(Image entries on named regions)
** start **

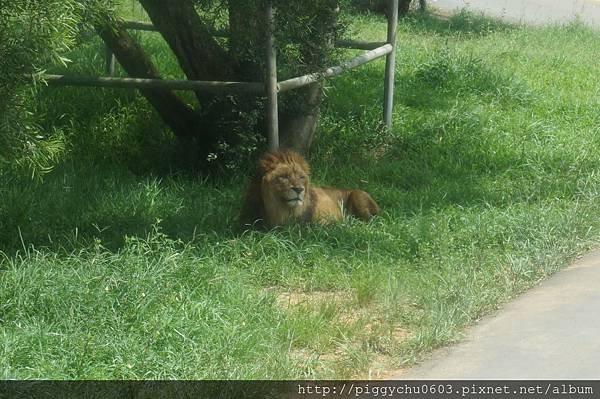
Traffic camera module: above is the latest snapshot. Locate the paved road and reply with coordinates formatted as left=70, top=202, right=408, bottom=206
left=394, top=251, right=600, bottom=380
left=428, top=0, right=600, bottom=28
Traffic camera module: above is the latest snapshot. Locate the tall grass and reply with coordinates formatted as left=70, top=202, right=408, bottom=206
left=0, top=13, right=600, bottom=379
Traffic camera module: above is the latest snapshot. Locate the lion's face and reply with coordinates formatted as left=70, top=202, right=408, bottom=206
left=263, top=163, right=309, bottom=209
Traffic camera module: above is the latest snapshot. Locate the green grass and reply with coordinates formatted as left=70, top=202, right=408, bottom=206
left=0, top=9, right=600, bottom=379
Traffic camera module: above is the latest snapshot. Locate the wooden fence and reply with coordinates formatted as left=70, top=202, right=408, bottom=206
left=45, top=0, right=398, bottom=149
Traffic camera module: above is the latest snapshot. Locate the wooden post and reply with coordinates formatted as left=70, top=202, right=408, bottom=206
left=383, top=0, right=398, bottom=129
left=266, top=2, right=279, bottom=151
left=105, top=46, right=117, bottom=77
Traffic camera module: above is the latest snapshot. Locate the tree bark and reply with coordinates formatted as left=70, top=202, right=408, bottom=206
left=280, top=0, right=340, bottom=155
left=96, top=21, right=199, bottom=139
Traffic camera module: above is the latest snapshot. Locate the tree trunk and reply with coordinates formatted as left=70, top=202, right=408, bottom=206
left=280, top=0, right=340, bottom=154
left=139, top=0, right=233, bottom=80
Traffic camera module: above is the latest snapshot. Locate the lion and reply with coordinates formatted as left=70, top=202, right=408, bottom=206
left=240, top=150, right=379, bottom=229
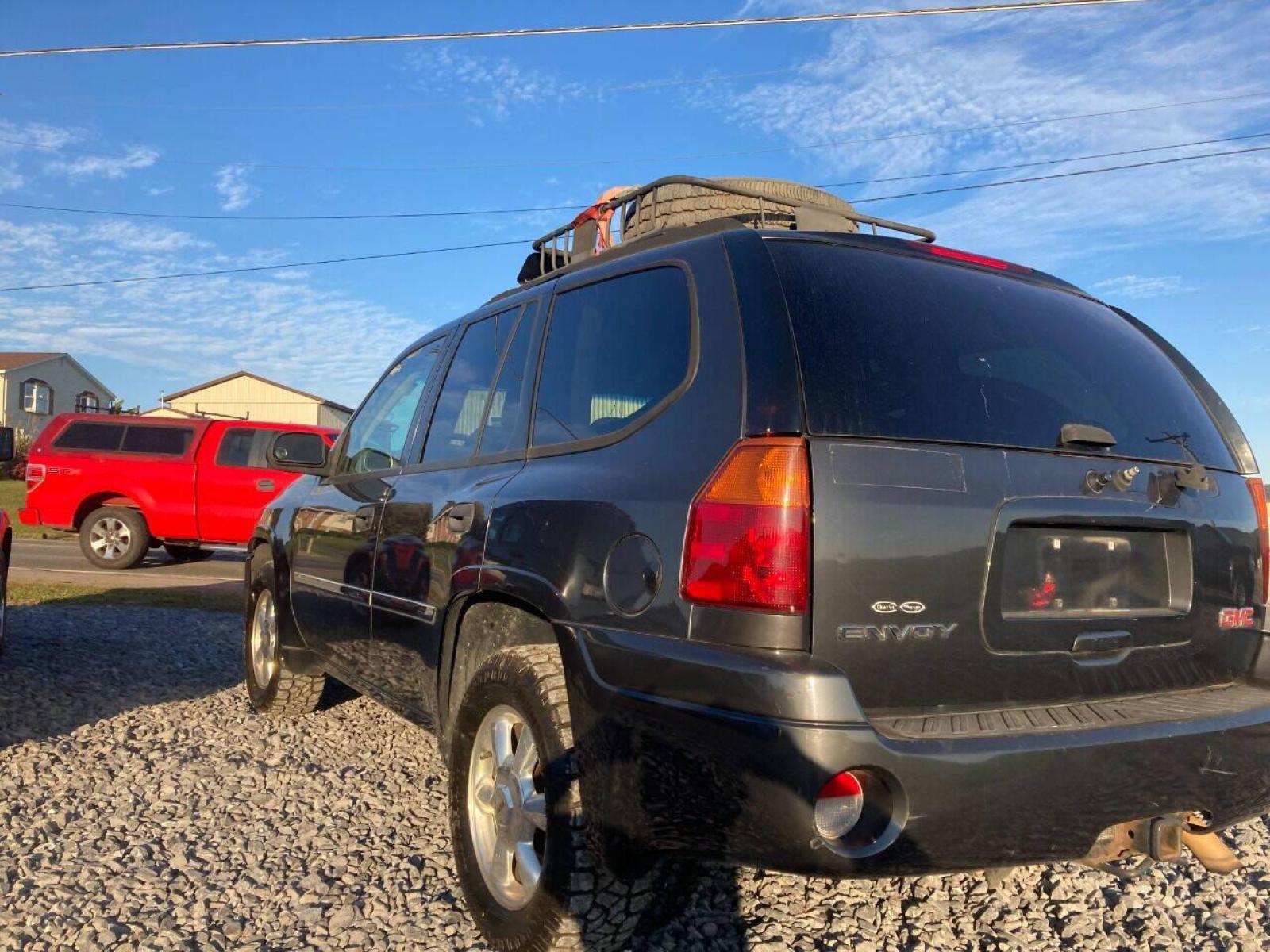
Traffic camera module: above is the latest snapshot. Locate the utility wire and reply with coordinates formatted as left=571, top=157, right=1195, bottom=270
left=0, top=0, right=1145, bottom=57
left=0, top=132, right=1270, bottom=221
left=0, top=91, right=1270, bottom=171
left=849, top=140, right=1270, bottom=205
left=0, top=146, right=1270, bottom=294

** end **

__Do this__
Switch each "Traffic camera" in the material above to "Field camera", keeping every other part unchanged. Leave the pictures out of your answer.

__Reply to the exercise__
Field camera module: above is the latest snapshot. Locate the paved road and reply with coordinates formatted as left=70, top=202, right=408, bottom=206
left=394, top=251, right=600, bottom=380
left=428, top=0, right=600, bottom=28
Field camera module: above is the latest snapshot. Locate the tall grass and reply with coordinates formatted as left=70, top=202, right=408, bottom=206
left=0, top=13, right=600, bottom=379
Field camera module: above is the latest snapshot. Locate the lion's face and reply with coordinates formatted as left=70, top=202, right=408, bottom=206
left=263, top=163, right=309, bottom=209
Field camera module: above is the latest snapshot. Locate the green grass and reply with coordinates formatted as left=70, top=202, right=408, bottom=206
left=0, top=9, right=600, bottom=379
Field camera module: above is the latest snapshot. Locate the wooden fence and reply with coordinates formatted as left=70, top=202, right=408, bottom=206
left=45, top=0, right=398, bottom=149
Field camera module: above is the latest snapshot. Locate the wooden post and reply with coordinates formatted as left=70, top=202, right=408, bottom=206
left=383, top=0, right=398, bottom=129
left=266, top=2, right=279, bottom=151
left=105, top=46, right=117, bottom=77
Field camera module: above is the latest snapshot. Locate the tree bark and reply with coordinates formatted as left=70, top=202, right=408, bottom=206
left=280, top=0, right=340, bottom=155
left=96, top=21, right=199, bottom=139
Field camera module: above is the latest snapshot. Locate the tree trunk and reply with coordinates formatted as left=70, top=202, right=408, bottom=206
left=280, top=0, right=340, bottom=154
left=139, top=0, right=233, bottom=80
Field camera module: above is the latest snapshot. Locate the lion and reply with coordinates formatted as left=70, top=202, right=408, bottom=206
left=240, top=150, right=379, bottom=229
Field camera module: above is the latest snapshot. Locate the utility wire and reply with coordinates formatted as left=571, top=157, right=1195, bottom=270
left=0, top=0, right=1145, bottom=57
left=0, top=132, right=1270, bottom=221
left=0, top=91, right=1270, bottom=171
left=849, top=140, right=1270, bottom=205
left=0, top=146, right=1270, bottom=294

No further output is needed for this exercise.